[[ INFORMATION PROVIDED open ]]
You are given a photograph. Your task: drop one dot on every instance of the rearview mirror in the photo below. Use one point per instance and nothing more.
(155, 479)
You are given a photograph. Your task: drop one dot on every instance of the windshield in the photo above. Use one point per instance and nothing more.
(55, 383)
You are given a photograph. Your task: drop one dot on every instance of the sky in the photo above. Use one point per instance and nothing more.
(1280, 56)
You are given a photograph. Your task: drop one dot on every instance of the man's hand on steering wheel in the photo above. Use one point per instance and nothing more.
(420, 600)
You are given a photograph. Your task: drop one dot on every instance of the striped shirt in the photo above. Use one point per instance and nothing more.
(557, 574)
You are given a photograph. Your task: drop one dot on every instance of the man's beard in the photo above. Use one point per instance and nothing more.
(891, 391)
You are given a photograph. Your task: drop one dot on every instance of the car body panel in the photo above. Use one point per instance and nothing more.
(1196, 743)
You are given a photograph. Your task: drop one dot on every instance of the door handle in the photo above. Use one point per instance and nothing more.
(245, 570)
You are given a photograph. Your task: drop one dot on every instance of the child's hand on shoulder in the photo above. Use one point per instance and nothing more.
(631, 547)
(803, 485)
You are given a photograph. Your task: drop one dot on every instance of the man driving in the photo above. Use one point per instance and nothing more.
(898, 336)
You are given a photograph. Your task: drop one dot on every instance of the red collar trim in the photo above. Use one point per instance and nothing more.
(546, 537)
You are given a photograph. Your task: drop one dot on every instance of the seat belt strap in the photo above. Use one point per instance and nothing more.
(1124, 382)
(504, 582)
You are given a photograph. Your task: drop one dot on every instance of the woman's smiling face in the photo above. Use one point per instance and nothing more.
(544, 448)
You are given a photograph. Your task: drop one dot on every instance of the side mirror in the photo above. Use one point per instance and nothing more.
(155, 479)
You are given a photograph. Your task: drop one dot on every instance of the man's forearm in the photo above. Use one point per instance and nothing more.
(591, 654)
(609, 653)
[[ INFORMATION PROVIDED closed ]]
EXERCISE DESCRIPTION:
Exact copies of every record are required, so retype them in full.

EXERCISE OUTPUT:
You are given a photograph. Your task: drop one dot on every instance of the rearview mirror in the photo below. Use one point per instance and nothing more.
(155, 479)
You are given a photograph. Your task: drop one dot on every instance of the windshield in the photo above. Use one point per instance and nothing more.
(55, 383)
You are given a photograph. Your task: drop one dot on every instance of the sky in the photo above. Use one point per instance and nothing more.
(1280, 56)
You are given a photograph. Your task: drop one dot on every instance of the man's hand on steering wheel in the photo above. Use one point per instance and nothing more.
(420, 600)
You are given a photograph. Your task: drop one dot on every instance of the striped shirt in the photo above. Use one point per instance and nothing more.
(557, 574)
You are given a photograph. Your task: drop one dot on every instance of the man's beard in the photo above. Use one point per instance and nothing more.
(891, 391)
You are given a photograph. Your task: drop one dot on every instance of the car body panel in the photo above. Use one point per instance and nothing more.
(1196, 743)
You are given a photograph. Your task: drop one dot on every instance of the door handle in the photo above. Use one point per instance and nothing more.
(245, 570)
You are given a photograph. Your task: drop one dot on every instance of the child's hand on shoulder in the photo above. Use one point per instance and nothing more.
(631, 547)
(803, 485)
You are given a photograph. Your task: drop one dot on every instance of the man driving in the photo above. Use one point per instance and nothing more.
(898, 336)
You are given a photograph. Your task: drop one dot on every instance of the red collar trim in the photo above. Use one point per instance and nothing more.
(546, 537)
You are given a photograph. Your task: drop one dot on every instance of the seat belt strap in the photo above. Use one point per instance and nothing more.
(1124, 382)
(504, 582)
You are given a photograph. Your task: drop one dot on every instance of the woman's smiling face in the photo above. Use one point per instance and nothing more.
(544, 448)
You are given a photograph. Your task: drop one dot on every instance of the side mirror in the photo above. Use one point per instance and nothing more.
(155, 479)
You are given a photograph. Your task: drop one dot on every instance of the man's forearm in the photo above. Use one point per instance and nothing more.
(591, 654)
(609, 653)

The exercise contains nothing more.